Excerpted text
= = = = =

Sarah Innes MSW (Master of Social Work)
Ms. Sarah Innes earned her Master of Social Work Degree from the Factor-Inwentash Faculty of Social Work, University of Toronto, with a clinical specialization in Children and their Families. Additionally, Sarah holds an Honours Bachelor of Arts Degree in Psychology from Ryerson University. Sarah has experience supporting diverse client populations and is passionate about working with children, adolescents, and their families.
Sarah brings clinical experience from the Toronto District School Board, where she supported students in grades 1-8 experiencing various concerns, including trauma, divorce, emotion dysregulation, bullying, low self-esteem, and complex mental health challenges. Sarah also brings clinical experience from Holland Bloorview Kids Rehabilitation Hospital, where she supported children and their families who have received a diagnosis of a developmental disability, commonly, Autism Spectrum Disorder (ASD). Sarah offered a range of support to families as they adjusted to their child’s diagnosis, including individual counseling, psychosocial assessments, parent and sibling support groups, psychoeducation on ASD, and service navigation for parents navigating the school system and resource and referral information to best support the family’s needs.

= = = = =

Records
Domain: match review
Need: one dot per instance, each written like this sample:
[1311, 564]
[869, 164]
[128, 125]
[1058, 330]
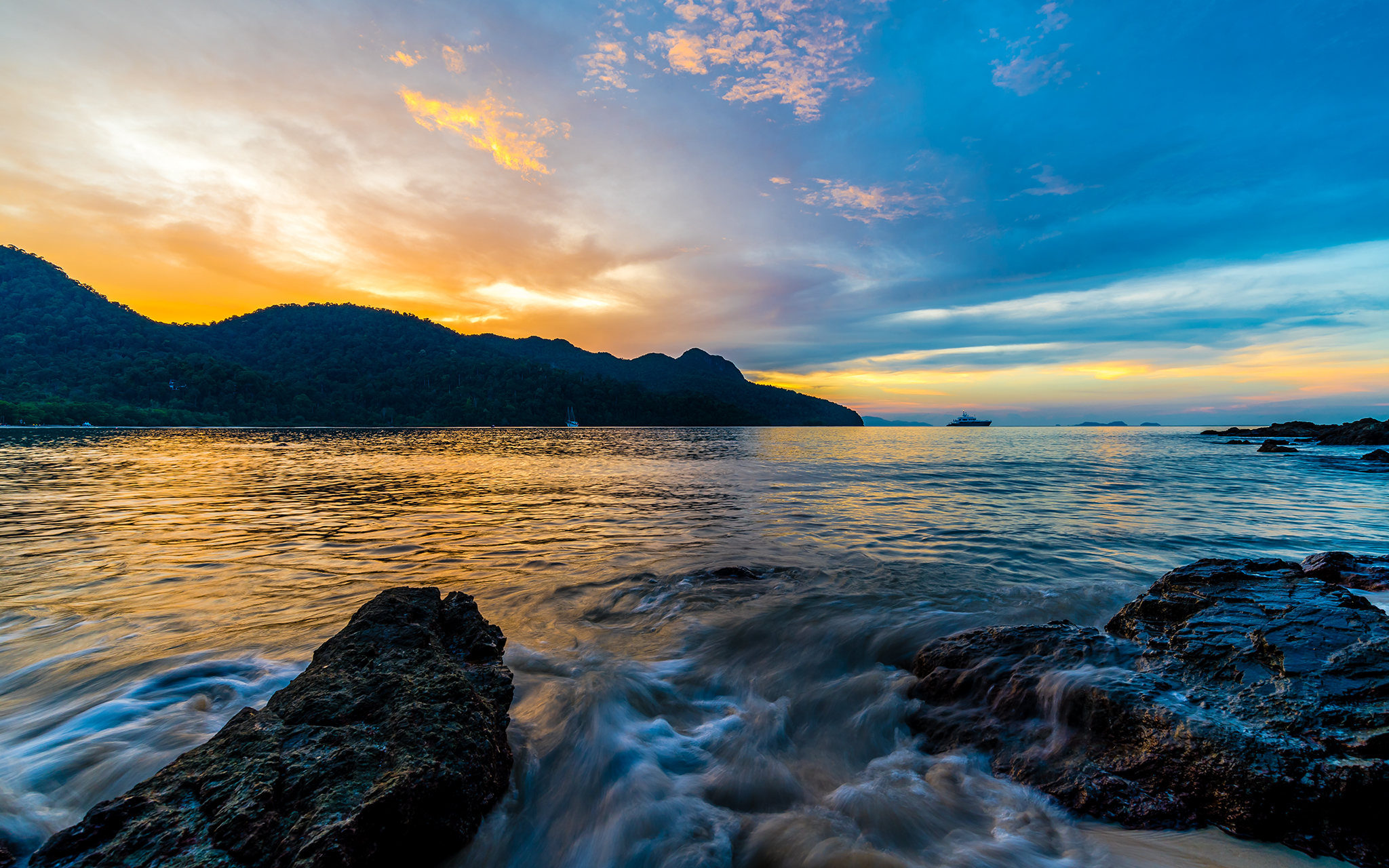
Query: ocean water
[155, 583]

= = = = =

Work item A
Summarize the profile of Sarah Innes in two sentences.
Work item B
Answer these questions from the profile of Sarah Innes:
(i) In what subject is her Honours Bachelor of Arts Degree?
(ii) Which grades were the students she supported at the Toronto District School Board in?
(iii) What diagnosis does the profile name as common among the children she supported at Holland Bloorview Kids Rehabilitation Hospital?
Work item C
Continue the profile of Sarah Innes from its final sentence.

Expected output A
Sarah Innes holds a Master of Social Work from the University of Toronto's Factor-Inwentash Faculty of Social Work, with a clinical specialization in Children and their Families, and an Honours Bachelor of Arts in Psychology from Ryerson University. She has clinical experience from the Toronto District School Board, supporting students in grades 1-8, and from Holland Bloorview Kids Rehabilitation Hospital, supporting children with developmental disability diagnoses, commonly ASD, and their families.

Expected output B
(i) Psychology
(ii) Grades 1-8
(iii) Autism Spectrum Disorder (ASD)

Expected output C
Sarah is a passionate advocate for child welfare involved families, in her spare time, Sarah is a volunteer advisor and consultant to the Children’s Aid Foundation of Canada and the Ontario Association of Children’s Aid Societies, where she advocates for equitable supports and guides philanthropy to best meet the needs of foster youth. As well, Sarah supports and informs the development of relevant, evidence-based child maltreatment research at the University of Toronto.
Sarah is a compassionate social worker who actively integrates various evidence-based techniques to support clients from a strengths-based, client-centered, and anti-oppressive practice lens. Some of the therapeutic modalities Sarah draws from in her practice include emotion-focused therapy, cognitive behavioural therapy, mindfulness, play therapy, and art-based techniques.